WORK ITEM A = In the text on dating, what does the writer believe the search for a life partner is?
WORK ITEM B = In the text on dating, why does the writer say they understand middle schoolers dating even though they don't endorse it?
WORK ITEM C = Continue the text on dating and integrity from its final sentence.

TEXT BLOCK =
◇ ◇ ◇ ◇

Now, I realize I had been out of the dating scene for many years, but that just ain’t right.
But it kept happening over and over again. I would find someone, we would start talking, flirting, etc. and then somehow it would come up, “Oh by the way I have a girlfriend, fiancee, mail-order bride on the way…” I mean Chipotle Church Guy taught me that it doesn’t matter who you are, if your mind and heart ain’t right, then you are capable of leading someone on just as much as the next schmuck.
I know a lot of single women out there have experienced this same issue and it has made them bitter, cynical, and even less trusting than they were before, and justifiably so.
Trying to find the person you are meant to spend your life with is a tall order, and for me, I believe it is a vocation, so to encounter people who can treat that process so disrespectfully is just mind blowing.
This has made me realize that the focus should not be on dating and meeting a lot of people to figure out what you want, instead, singleness should be a time for aligning yourself with what God wants, and you want, and then letting your path naturally find its way to someone who wants the same things.
Instead, we have a lot of hurt, confused, and in some cases, jerky people running around making more of a mess than already existed.
I don’t know at what point our society decided that integrity no longer mattered, or loyalty, but something has to give.
It breaks my heart even more when I look at the way middle schoolers approach relationships.
Granted, I by no means endorse kids this age dating, but I understand it.
We are all seeking love and validation, and for kids from broken homes (just like I was), we will do anything to find those things.

◇ ◇ ◇ ◇

DATASET RECORDS =
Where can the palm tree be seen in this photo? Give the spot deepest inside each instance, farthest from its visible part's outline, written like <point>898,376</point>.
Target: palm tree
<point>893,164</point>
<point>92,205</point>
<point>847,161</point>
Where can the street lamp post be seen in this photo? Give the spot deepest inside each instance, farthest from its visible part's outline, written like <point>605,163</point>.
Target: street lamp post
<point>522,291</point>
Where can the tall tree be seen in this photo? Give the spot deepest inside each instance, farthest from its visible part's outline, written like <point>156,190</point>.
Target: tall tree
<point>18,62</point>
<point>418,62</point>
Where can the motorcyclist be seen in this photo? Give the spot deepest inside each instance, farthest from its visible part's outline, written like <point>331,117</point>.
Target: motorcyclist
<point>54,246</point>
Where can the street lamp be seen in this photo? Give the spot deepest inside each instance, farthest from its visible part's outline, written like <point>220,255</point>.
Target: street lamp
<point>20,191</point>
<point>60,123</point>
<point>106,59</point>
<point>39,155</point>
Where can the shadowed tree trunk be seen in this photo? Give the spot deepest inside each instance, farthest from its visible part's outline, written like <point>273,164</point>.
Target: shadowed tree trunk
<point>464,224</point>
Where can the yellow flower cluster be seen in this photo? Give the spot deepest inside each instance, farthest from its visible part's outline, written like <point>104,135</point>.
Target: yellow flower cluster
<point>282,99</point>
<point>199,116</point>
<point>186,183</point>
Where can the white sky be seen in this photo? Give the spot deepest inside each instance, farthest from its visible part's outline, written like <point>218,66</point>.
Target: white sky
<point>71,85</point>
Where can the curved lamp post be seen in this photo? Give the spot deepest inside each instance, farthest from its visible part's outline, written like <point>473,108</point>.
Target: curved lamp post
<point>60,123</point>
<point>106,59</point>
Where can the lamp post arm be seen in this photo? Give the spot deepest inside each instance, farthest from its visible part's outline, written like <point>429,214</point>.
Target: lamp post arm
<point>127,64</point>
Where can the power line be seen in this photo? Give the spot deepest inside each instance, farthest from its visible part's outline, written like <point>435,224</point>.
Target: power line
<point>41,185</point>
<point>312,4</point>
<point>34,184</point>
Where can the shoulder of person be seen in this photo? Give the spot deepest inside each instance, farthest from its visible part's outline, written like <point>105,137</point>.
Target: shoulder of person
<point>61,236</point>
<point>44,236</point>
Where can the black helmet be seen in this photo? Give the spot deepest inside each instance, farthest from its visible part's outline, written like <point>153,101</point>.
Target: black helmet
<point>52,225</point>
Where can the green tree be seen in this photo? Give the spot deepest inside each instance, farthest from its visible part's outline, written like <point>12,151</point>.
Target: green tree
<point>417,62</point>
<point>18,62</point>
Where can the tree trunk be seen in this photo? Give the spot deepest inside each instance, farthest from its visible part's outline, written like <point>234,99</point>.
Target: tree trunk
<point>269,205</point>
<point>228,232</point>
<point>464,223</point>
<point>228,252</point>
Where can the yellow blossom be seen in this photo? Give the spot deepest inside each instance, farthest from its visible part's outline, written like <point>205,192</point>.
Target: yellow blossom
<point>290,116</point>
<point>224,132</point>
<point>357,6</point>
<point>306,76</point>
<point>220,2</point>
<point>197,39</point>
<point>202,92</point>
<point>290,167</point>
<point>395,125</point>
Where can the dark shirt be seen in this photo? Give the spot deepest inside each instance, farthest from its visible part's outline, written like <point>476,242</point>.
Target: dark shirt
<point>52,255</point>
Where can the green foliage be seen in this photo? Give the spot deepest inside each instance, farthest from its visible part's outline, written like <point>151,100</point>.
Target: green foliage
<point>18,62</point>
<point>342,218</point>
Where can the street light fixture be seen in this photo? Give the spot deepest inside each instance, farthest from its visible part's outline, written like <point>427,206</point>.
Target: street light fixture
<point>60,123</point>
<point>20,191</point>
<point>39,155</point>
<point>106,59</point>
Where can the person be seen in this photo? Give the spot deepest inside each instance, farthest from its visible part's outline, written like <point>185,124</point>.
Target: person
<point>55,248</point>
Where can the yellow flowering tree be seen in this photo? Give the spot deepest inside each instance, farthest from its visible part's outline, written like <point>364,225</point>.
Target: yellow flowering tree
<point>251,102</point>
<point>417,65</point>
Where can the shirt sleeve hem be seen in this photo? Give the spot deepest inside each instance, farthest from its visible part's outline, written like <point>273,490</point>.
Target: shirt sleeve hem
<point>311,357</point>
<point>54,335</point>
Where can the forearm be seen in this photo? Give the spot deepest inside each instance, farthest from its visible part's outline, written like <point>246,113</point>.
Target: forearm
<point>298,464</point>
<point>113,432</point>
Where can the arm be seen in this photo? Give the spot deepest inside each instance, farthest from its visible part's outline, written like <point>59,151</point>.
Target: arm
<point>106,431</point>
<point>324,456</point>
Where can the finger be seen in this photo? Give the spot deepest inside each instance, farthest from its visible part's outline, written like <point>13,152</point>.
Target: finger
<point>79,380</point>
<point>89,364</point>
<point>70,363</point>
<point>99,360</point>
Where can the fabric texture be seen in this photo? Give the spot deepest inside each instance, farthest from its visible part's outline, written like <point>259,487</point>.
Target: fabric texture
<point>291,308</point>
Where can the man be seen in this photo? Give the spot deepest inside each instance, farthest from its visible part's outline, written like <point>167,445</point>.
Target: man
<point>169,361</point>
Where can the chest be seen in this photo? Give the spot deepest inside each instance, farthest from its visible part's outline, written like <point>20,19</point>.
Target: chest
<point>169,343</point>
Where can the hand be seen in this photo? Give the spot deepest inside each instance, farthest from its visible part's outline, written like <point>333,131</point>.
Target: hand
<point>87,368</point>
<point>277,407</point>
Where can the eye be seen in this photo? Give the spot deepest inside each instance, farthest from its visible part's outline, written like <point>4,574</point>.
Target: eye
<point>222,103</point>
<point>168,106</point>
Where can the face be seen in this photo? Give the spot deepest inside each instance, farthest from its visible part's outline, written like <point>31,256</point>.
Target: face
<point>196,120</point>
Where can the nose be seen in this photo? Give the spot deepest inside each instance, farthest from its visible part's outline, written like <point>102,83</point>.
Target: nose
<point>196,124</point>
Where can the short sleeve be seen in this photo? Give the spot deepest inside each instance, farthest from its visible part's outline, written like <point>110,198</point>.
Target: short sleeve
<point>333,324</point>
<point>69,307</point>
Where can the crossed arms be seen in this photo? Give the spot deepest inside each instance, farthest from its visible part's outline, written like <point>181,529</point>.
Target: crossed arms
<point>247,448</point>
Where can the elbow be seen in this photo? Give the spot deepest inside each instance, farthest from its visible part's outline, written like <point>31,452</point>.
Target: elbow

◇ ◇ ◇ ◇

ANSWER SECTION A = The writer believes it is a vocation.

ANSWER SECTION B = The writer understands it because everyone is seeking love and validation. Kids from broken homes, as the writer once was, will do anything to find those things.

ANSWER SECTION C =
The problem with this cycle though is a middle school relationship isn’t meant to last, simply because it is not rooted in the things that matter. I’m finding after observing how people are treating each other out there in the dating world, that this concept isn’t just impacting the kids, it is transcending all of society.
People have become expendable.
The term ghosting entered our vocabulary.
Morals are out the window.
Trust only seems relevant every other Tuesday (if that).
We have generations of people who feel like they will never be enough.
Dating has become an actual, emotional battlefield, rather than being a way to just meet your person. Instead of people finding like-minded people, they are adding new types of trauma to their existing baggage, and left even more romantically depleted. And all for what? Nearly half of all first marriages still end in divorce, and I would know, I’m part of that statistic.
I have struggled with the bitterness and cynicism myself, but honestly, I just keep circling back to the realization that if God wants me to serve him in the vocation of marriage, he will lead me to that person.
No dating apps.
No kind-of-engaged dudes.
No questions.
The right person is already out there. I don’t have to date dozens of men to find him. In fact, that may actually steer me further away from him.
Most people think that dating is a must in the equation for finding true love, but is it?
I believe if you have this equation:
Healing + Prayer + Trust = The Me That’s Actually Ready
So instead of sitting on Bumble and swiping through profiles, I:
- Pray
- Meal Prep
- Eat that Protein
- Hike
- Kayak
- Clean
- Read
- Create
- Write
- Breathe
I don’t need to date. I need to prepare.
God’s got my person out there, now I just need to be ready.
And for all of you out there who are dating, do what you think is best, but be careful with who you give your time and energy to. The last thing anyone needs is to come out of a bad relationship just to jump straight back into one with a different version of the same chaos.
Respect how far you have come and do not settle for what broke you in the first place.
And to all the men and women out there flirting with people when you aren’t single, seriously, stay the heck away from the rest of us out here trying to heal and operate at a higher vibration.
We do not need your nonsense anywhere near us.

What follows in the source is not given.